◆ Hasil yang Diminta ◆
Tolong ambil bagian teks tentang bulan Ramadhan dari "Lalu, apa yang" sampai "rukun utama ibadah?" tanpa mengubah satu kata pun.

◆ Kutipan Teks ◆
****
Apa yang membedakan bulan Ramadhan dengan bulan-bulan (Islam) lainnya, sekurangnya, Ramadhan punya satu malam, yang dikatakan dalam sebuah surat (Q.S Al-Qadr) dari segi kuantitas, lebih baik dari seribu bulan. Ia, bulan yang mewajibkan bagi seluruh pemeluknya untuk berpuasa utuh selama sebulan, kecuali terdapat halangan-halangan tertentu yang memunculkan keringanan. Ia bulan, yang pada malam harinya diritualkan secara khusus, sehabis shalat Isya, dengan tarawih. Tentu selain ritual berbuka dan bangun untuk makan sahur sebelum waktu imsyak. Itu barangkali sedikit yang membedakan bulan Ramadhan dengan bulan-bulan lain dalam setahun.
Lalu, apa yang salah, bila sudah tahu bahwa bulan ini adalah bulan puasa lha kok pengeluaran kita bukannya berkurang melainkan malah bertambah? Padahal, jatah makan kita mestinya berkurang. Apakah karena kebiasaan mengambrolkan nafsu begitu saja di meja hidangan, ketika tiba adzan Maghrib, sementara seharian penuh kita telah menahan nafsu makan dan minum. Atau, karena kebiasaan yang mungkin tak kita sadari, seperti keharusan ”mengistimewakan” bulan dengan berbagai kemeriahan sampai persoalan-persoalan ihwal bersantap di meja makan tadi, meski bukan sunah, alih-alih rukun utama ibadah?
****
(Entri set data)
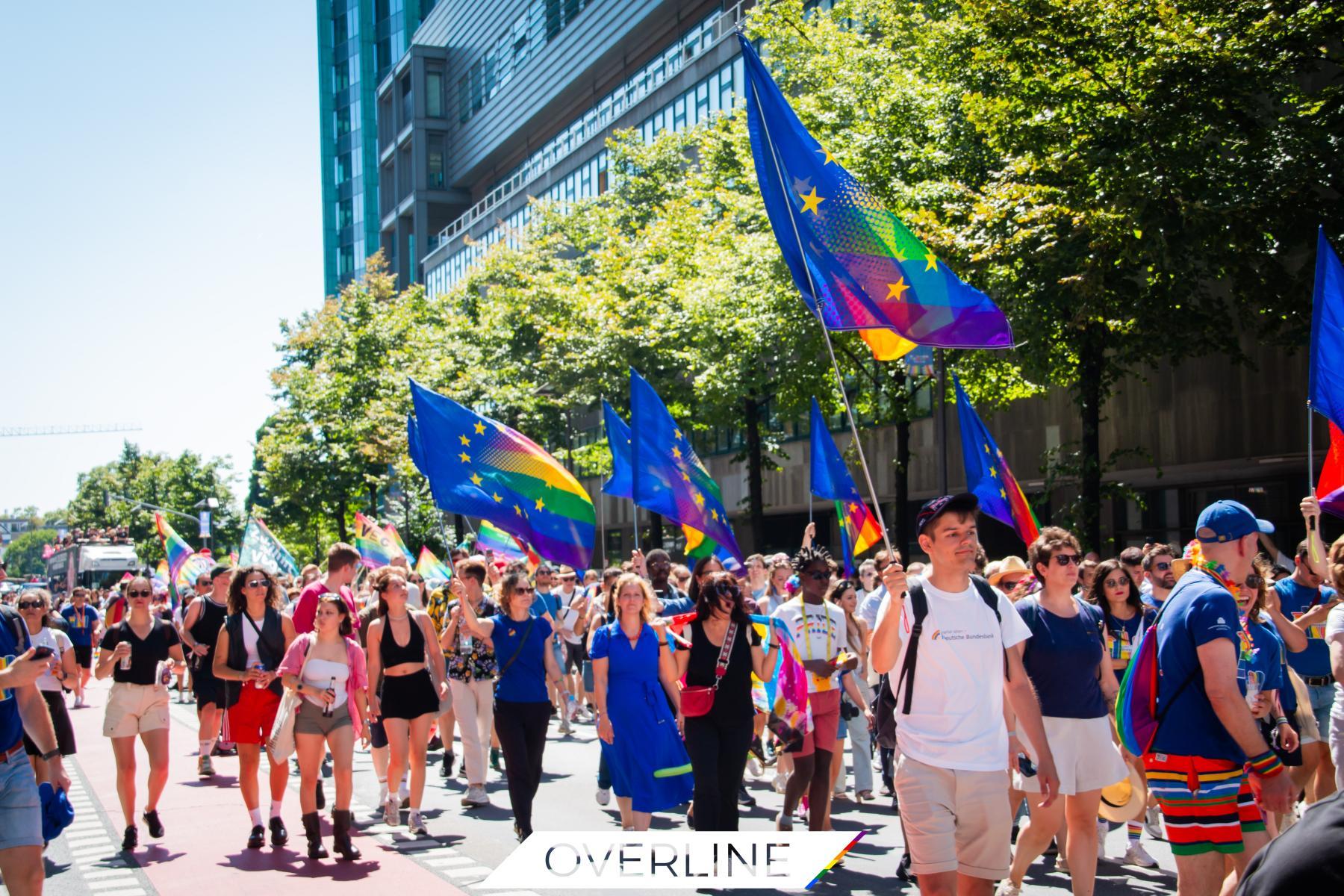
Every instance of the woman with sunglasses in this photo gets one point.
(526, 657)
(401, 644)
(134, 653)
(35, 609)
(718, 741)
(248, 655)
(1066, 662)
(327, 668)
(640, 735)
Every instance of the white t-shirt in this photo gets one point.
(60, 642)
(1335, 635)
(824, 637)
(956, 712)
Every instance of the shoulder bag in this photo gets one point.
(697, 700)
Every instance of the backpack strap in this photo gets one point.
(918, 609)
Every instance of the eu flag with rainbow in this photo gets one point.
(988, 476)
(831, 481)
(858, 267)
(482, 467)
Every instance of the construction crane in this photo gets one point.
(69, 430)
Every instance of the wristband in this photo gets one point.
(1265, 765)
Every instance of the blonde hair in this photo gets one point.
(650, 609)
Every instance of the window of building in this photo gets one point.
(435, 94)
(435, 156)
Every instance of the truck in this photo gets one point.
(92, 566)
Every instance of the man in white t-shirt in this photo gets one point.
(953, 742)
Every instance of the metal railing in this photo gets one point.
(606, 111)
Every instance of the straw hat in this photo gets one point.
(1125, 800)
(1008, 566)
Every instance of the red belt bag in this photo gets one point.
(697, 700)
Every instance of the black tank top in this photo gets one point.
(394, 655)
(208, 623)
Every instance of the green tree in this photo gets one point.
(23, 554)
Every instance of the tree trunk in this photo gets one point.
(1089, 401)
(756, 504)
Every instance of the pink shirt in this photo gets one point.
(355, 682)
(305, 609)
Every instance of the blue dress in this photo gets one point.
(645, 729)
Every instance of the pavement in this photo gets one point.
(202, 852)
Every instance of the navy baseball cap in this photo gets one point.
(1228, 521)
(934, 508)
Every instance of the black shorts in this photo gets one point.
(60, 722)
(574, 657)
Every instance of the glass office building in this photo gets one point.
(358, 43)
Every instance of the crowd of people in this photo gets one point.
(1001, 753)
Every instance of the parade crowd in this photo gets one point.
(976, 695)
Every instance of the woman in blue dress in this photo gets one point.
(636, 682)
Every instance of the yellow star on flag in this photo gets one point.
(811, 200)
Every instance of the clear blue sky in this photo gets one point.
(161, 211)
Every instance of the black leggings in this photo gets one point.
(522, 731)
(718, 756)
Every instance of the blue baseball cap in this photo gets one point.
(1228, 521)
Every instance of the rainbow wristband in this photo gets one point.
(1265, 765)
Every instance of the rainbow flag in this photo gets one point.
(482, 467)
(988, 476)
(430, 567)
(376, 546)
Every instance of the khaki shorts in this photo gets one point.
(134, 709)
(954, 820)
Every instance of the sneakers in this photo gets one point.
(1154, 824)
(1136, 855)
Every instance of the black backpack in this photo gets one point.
****
◆ Jawaban Latihan ◆
Lalu, apa yang salah, bila sudah tahu bahwa bulan ini adalah bulan puasa lha kok pengeluaran kita bukannya berkurang melainkan malah bertambah? Padahal, jatah makan kita mestinya berkurang. Apakah karena kebiasaan mengambrolkan nafsu begitu saja di meja hidangan, ketika tiba adzan Maghrib, sementara seharian penuh kita telah menahan nafsu makan dan minum. Atau, karena kebiasaan yang mungkin tak kita sadari, seperti keharusan ”mengistimewakan” bulan dengan berbagai kemeriahan sampai persoalan-persoalan ihwal bersantap di meja makan tadi, meski bukan sunah, alih-alih rukun utama ibadah?